Source code for scripts.extraction.dataset_cleanup

"""Dataset cleanup for the staging datasets directory.

Runs on the staging tree (``config.STAGING_DATASETS_DIR`` by default) **after**
raw-data extraction and **before** promotion to the trio bundle. Only clean,
unique datasets survive into the trio bundle.

Responsibilities:
    1. Remove known junk files (test/error artifacts).
    2. Detect structurally-duplicate dataset pairs via schema + row-count
       comparison.
    3. Merge confirmed duplicates — keep the file with more records (or
       union if complementary). Remove the duplicate.
    4. Serialize a unified audit report to ``config.AUDIT_DATASET_REPORT_PATH``
       that combines upstream extraction column-drop events with the
       junk/duplicate-file events produced here. Audit lives under
       ``output/{STUDY}/audit/`` and survives the run — it is authoritative.

All removals are logged. No raw-data access occurs — this module only
touches the staging tree (``tmp/{STUDY}/``) for its working files and the
output zone (``output/{STUDY}/audit/``) for its audit envelope.

Usage:
    >>> from scripts.extraction.dataset_cleanup import clean_trio_datasets
    >>> report = clean_trio_datasets(
    ...     datasets_dir,
    ...     extracted_drop_events=[...],
    ...     study_name="Indo-VAP",
    ... )
"""

from __future__ import annotations

import logging
from dataclasses import dataclass, field
from datetime import UTC, datetime
from pathlib import Path
from typing import Any

import pandas as pd

import config
from scripts.extraction.io import (
    atomic_write_dataframe_jsonl,
    atomic_write_json,
)
from scripts.security.secure_env import assert_output_zone, assert_write_zone

logger = logging.getLogger(__name__)

__all__ = ["clean_trio_datasets"]


# ── Configuration ───────────────────────────────────────────────────────────
# To add a new junk file pattern: add its stem to JUNK_PATTERNS.
# To register a new suspected duplicate pair: append a (stem_a, stem_b) tuple
# to SUSPECTED_DUPLICATE_PAIRS. Both constants are the canonical edit points —
# no other file needs to change.

# Files that are known test/error artifacts — always removed.
JUNK_PATTERNS: frozenset[str] = frozenset(
    {
        "Paste Errors",
        "TEST1EK",
    }
)

# Suspected duplicate pairs: (fileA_stem, fileB_stem).
# Each pair will be structurally compared; if schemas match, the smaller
# file is removed and the larger (or union) is kept.

▶ [Tasks]
A) From the dataset cleanup source, pull out everything from "from scripts.security.secure_env import" down to "artifacts — always removed.".
B) Based on the dataset cleanup source, answer yes or no to each statement and quote the words that decide it: (i) Every removal is logged. (ii) The module reads raw data directly. (iii) Files matching the junk patterns are removed only in some runs.
C) List the numbered responsibilities in the dataset cleanup source.

▶ [Data excerpts]
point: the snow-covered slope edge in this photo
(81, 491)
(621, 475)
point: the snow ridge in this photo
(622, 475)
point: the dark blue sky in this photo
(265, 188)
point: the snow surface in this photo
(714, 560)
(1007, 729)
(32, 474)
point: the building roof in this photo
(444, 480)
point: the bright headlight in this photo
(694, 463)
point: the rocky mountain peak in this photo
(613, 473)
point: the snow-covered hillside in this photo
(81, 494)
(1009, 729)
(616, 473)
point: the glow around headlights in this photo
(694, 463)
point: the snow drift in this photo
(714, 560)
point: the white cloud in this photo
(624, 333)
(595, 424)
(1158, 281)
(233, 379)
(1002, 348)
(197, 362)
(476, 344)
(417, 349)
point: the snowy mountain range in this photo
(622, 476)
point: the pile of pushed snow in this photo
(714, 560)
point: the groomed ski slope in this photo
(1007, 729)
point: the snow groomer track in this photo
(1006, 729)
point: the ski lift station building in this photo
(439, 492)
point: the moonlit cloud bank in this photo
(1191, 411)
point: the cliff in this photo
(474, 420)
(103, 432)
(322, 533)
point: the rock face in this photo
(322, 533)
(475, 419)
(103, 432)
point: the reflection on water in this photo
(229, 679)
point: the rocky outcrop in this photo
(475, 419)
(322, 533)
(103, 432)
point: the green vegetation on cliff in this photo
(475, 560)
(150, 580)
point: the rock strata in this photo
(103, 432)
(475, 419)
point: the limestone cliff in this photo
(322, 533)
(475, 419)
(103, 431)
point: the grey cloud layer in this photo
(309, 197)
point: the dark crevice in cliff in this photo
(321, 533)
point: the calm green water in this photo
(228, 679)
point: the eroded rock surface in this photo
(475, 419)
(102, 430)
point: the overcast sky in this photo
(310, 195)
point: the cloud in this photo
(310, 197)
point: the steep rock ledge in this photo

▶ [Solutions in order]
A)
from scripts.security.secure_env import assert_output_zone, assert_write_zone

logger = logging.getLogger(__name__)

__all__ = ["clean_trio_datasets"]


# ── Configuration ───────────────────────────────────────────────────────────
# To add a new junk file pattern: add its stem to JUNK_PATTERNS.
# To register a new suspected duplicate pair: append a (stem_a, stem_b) tuple
# to SUSPECTED_DUPLICATE_PAIRS. Both constants are the canonical edit points —
# no other file needs to change.

# Files that are known test/error artifacts — always removed.

B)
(i) Yes: "All removals are logged."
(ii) No: "No raw-data access occurs"
(iii) No: "Files that are known test/error artifacts — always removed."

C)
1. Remove known junk files (test/error artifacts).
2. Detect structurally-duplicate dataset pairs via schema + row-count comparison.
3. Merge confirmed duplicates: keep the file with more records (or union if complementary) and remove the duplicate.
4. Serialize a unified audit report to config.AUDIT_DATASET_REPORT_PATH that combines upstream extraction column-drop events with the junk/duplicate-file events produced here.